GIVEN PASSAGE
----
Marinara sauce leather or powder
To cook the quinoa, you need 1 part quinoa to 2 parts water. Once you get your quinoa boiling on your camp stove, mix in the marinara leather or powder, vegetables, and freeze-dried beef. Sometimes I’ll carry a small bottle of olive oil (for additional fat) and mix that into my meals as well. Depending on how much fuel you have and the type of stove you’re using, you can let this mixture simmer until done, however if the weather is warm, I will usually take my covered pot off the stove and let everything rehydrate in the hot water for 10-15 minutes. Top it off with parmesan cheese and enjoy!
Ramen with Instant Mashed Potatoes
I admit, ramen and mashed potatoes sounds like something you might’ve eaten on a dare in college. But for a thru-hiker, this high-calorie meal really hits the spot after a long day (after day) on the trail.
1 package of ramen noodles (any flavor of your choice)
----
EXTRACTED RECORDS
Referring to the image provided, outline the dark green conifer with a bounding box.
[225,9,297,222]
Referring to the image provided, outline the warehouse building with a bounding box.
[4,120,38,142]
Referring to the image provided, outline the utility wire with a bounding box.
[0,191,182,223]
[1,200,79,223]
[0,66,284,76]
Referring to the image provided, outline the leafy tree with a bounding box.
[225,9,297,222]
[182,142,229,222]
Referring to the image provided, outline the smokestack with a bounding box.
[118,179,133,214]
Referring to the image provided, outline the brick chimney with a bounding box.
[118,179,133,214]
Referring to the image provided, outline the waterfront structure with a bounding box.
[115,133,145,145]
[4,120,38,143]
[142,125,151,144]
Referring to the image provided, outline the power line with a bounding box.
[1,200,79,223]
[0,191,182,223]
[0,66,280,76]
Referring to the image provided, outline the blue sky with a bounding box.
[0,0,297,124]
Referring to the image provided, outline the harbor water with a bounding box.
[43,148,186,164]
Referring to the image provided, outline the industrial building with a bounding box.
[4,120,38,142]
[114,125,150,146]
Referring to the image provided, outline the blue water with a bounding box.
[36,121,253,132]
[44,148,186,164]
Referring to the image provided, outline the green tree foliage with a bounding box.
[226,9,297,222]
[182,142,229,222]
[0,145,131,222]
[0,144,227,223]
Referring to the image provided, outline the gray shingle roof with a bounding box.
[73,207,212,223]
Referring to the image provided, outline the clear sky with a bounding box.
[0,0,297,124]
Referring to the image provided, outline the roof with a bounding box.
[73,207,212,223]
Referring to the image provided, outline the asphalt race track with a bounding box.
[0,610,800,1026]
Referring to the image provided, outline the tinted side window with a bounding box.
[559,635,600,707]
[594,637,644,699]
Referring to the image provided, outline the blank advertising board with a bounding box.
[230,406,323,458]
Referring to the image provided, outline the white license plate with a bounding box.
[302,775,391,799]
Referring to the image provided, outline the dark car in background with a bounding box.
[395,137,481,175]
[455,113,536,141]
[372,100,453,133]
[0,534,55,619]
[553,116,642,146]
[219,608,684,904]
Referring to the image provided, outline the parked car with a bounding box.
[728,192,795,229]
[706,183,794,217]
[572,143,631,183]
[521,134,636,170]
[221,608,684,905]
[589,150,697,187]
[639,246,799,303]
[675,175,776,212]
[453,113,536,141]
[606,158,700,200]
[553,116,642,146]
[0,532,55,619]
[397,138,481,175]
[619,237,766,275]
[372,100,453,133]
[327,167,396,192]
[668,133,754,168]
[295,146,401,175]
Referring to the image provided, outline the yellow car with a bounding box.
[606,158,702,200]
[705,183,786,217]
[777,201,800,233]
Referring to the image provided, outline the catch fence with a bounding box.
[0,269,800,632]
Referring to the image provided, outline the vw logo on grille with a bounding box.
----
STATED PROBLEM
Recast the paragraph of the camp-meal recipe text that begins "To cook the quinoa" as a short numbered list of steps, keeping its main facts.

TASK RESPONSE
1. Use 1 part quinoa to 2 parts water and bring it to a boil on a camp stove.
2. Mix in the marinara leather or powder, vegetables, and freeze-dried beef, plus olive oil for extra fat if carried.
3. Simmer until done, depending on fuel and stove type. In warm weather, take the covered pot off the stove and let everything rehydrate in the hot water for 10-15 minutes.
4. Top with parmesan cheese.